- Selected extract -
▶

I wanted to get out of that circle of welfare and illness and living from paycheck to paycheck and just feeling just being poor.

Speaker 1

It sucked, which brings us to the moment that thirty years later, Christina still can't stop thinking about. She'd just come home from school when Isabelle called her into the kitchen, sat her down at the table, and presented her with an ultimatum.

Speaker 7

She said, you have to get your grades up.

Speaker 8

You have to work harder at school, and so in order for me to be able to play basketball the following year, which would have been eleventh grade, I had to have an average of a bee in every class. But I was really bad at math and chemistry, and I didn't make it. I wasn't allowed to play basketball.

Speaker 1

What she remembers most about that time was watching a lot of TV and overeating and the chores. After forcing Christina to quit the basketball team, Isabelle handed her chores that felt like ironic punishments from the Judy Bloom version of Dante's Inferno. She had to bake cookies for the family, but because of her weight gain, she wasn't allowed to eat any. And when she dusted the house, Isabelle instructed her to pick up David's basketball trophies, dust each one,

and dust the shelf underneath. All the while, Christina felt her loss acutely of basketball and the better world had promised.

Speaker 8

She took something from me that I've not been able to get back.

Speaker 1

What is that thing?

Speaker 2

Yeah?

Speaker 7

And I don't even know.

Speaker 3

I don't.

Speaker 8

When I say that out loud, it sounds ridiculous, but it feels like that passion for something it dashed this huge dream that I had for my life.

Speaker 1

Christina still wonders why why did Isabelle take away basketball? The only thing that really mattered to her, that would have given her a better life, But all these years she's been too afraid to ask.

Speaker 8

She's going to be ninety five in July. The thought of talking to her about it petrifies me a little bit, like there's still a part of me that is scared of her, which is ridiculous.

Speaker 1

And what do you want?

Speaker 8

I think, Yeah, I think I want to know, like why she made my life so difficult, if it was just to break me down, if she had some kind of thing against me.

Speaker 1

And what do you want to hear her say?

Speaker 8

I guess I want to just hear her say that she just genuinely wanted me to have better grades.

Speaker 7

But I know that that's just such bs.

Speaker 8

For whatever reason, I've let go of a lot of things that have happened, but for whatever reason, this one thing, the basketball thing, not letting me play basketball. I'm having such a hard time letting go of that and forgiving her.

Speaker 7

I want to let it go.

◀

- Available data -
▶

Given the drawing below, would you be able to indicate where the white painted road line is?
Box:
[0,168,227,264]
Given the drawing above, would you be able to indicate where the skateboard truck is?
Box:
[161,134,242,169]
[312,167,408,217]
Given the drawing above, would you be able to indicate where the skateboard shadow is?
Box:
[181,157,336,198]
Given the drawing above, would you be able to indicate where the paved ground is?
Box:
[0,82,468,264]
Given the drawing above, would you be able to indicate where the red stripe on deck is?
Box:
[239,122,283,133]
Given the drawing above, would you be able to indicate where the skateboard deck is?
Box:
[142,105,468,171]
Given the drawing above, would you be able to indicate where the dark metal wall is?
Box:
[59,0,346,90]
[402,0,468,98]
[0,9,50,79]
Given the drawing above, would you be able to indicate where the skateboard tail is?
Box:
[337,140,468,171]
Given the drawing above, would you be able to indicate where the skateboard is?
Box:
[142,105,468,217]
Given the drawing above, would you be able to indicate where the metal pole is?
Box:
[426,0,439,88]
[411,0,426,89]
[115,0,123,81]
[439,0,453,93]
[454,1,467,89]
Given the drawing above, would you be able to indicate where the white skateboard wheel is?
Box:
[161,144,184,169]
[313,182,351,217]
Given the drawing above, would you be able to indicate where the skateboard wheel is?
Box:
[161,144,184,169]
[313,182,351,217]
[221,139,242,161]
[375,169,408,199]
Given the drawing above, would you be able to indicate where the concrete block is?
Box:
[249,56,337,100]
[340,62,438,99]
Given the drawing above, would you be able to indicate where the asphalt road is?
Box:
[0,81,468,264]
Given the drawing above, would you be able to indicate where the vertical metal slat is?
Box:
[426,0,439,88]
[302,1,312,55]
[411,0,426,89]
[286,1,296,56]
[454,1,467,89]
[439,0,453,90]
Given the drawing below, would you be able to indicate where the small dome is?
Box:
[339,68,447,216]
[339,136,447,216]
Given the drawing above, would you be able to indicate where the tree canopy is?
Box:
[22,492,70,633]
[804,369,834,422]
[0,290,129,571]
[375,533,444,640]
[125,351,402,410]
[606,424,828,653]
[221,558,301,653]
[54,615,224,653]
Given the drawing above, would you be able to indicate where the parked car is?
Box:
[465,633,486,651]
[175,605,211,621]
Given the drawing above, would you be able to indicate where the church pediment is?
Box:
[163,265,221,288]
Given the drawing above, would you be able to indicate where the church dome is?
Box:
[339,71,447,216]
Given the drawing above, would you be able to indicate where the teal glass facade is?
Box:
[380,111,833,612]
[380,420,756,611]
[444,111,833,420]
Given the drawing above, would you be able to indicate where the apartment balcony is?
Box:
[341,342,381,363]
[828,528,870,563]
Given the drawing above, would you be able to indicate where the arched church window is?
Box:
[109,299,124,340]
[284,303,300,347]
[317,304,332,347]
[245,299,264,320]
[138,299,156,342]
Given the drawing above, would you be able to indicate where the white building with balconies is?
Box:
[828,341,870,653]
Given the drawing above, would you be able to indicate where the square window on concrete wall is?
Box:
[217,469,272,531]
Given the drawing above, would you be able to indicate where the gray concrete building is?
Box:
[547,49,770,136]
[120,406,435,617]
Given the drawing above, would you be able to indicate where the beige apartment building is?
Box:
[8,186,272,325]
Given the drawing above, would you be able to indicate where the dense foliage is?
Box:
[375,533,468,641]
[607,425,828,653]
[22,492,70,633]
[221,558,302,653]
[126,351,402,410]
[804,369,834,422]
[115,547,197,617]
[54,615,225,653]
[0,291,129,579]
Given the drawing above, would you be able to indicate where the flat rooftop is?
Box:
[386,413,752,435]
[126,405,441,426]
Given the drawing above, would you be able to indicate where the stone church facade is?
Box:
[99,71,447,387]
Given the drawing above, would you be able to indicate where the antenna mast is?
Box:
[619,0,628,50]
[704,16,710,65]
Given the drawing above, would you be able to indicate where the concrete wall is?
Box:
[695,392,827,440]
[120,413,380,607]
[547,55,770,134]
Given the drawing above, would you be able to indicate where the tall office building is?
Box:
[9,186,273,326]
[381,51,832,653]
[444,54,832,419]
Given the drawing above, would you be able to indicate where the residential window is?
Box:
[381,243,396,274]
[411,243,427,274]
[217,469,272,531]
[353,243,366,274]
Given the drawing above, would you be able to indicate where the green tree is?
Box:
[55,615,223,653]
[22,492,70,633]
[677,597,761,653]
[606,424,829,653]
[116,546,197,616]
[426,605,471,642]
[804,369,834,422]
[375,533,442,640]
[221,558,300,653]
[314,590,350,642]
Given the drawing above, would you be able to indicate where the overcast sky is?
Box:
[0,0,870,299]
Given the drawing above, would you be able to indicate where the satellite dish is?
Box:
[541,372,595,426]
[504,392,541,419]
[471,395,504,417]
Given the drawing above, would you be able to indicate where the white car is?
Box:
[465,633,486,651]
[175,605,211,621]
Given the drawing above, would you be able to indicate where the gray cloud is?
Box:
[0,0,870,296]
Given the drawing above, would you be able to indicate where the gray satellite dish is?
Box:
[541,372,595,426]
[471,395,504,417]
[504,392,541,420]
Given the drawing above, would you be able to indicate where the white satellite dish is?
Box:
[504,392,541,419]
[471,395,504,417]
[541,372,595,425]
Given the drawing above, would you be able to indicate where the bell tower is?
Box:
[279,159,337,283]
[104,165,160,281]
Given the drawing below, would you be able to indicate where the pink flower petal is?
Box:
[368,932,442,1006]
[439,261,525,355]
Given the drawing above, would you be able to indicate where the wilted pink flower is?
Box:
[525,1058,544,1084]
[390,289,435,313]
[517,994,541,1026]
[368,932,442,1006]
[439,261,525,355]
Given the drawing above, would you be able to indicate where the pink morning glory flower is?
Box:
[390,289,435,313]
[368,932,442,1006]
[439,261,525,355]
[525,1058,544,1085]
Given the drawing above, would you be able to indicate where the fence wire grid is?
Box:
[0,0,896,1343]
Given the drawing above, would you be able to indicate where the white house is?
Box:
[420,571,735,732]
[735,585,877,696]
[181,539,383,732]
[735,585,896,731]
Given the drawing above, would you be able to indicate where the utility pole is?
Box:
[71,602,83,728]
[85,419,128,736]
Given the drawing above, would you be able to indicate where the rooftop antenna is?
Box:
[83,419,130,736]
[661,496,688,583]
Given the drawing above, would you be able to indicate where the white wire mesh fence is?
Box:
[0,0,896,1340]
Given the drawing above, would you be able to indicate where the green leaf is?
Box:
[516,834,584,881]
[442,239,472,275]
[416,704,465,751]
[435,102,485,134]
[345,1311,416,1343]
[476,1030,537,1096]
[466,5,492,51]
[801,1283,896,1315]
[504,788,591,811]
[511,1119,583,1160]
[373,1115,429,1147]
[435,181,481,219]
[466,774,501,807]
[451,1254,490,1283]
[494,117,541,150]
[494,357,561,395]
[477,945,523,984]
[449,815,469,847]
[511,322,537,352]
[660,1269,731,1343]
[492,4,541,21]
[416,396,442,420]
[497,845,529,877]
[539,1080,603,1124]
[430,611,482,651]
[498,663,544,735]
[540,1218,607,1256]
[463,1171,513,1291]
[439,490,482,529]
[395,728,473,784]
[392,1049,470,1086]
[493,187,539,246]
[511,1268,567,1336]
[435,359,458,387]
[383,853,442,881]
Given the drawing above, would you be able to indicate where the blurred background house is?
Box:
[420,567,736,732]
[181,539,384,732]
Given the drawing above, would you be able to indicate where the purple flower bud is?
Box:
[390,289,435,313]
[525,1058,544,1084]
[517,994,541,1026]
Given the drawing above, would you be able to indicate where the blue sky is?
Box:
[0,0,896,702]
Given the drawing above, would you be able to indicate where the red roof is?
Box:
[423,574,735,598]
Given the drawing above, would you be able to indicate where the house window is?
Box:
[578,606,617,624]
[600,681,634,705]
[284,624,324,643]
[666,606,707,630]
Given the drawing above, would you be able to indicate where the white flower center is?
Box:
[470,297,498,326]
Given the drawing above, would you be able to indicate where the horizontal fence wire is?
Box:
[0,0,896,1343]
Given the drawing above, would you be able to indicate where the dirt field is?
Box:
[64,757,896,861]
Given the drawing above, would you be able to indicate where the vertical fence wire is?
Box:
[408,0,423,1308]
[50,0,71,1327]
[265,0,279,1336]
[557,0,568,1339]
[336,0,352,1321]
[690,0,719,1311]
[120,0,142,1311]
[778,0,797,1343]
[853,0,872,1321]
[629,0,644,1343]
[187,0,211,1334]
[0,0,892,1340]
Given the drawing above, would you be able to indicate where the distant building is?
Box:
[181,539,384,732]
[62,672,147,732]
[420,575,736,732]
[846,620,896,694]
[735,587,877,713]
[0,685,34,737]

◀

- Your instructions -
In the transcript, rewrite the stretch from "I think, Yeah, I" through "just such bs.", changing "better grades" to "higher marks". Rely only on the transcript shown above.

- Task solution -
I think, Yeah, I think I want to know, like why she made my life so difficult, if it was just to break me down, if she had some kind of thing against me.

Speaker 1

And what do you want to hear her say?

Speaker 8

I guess I want to just hear her say that she just genuinely wanted me to have higher marks.

Speaker 7

But I know that that's just such bs.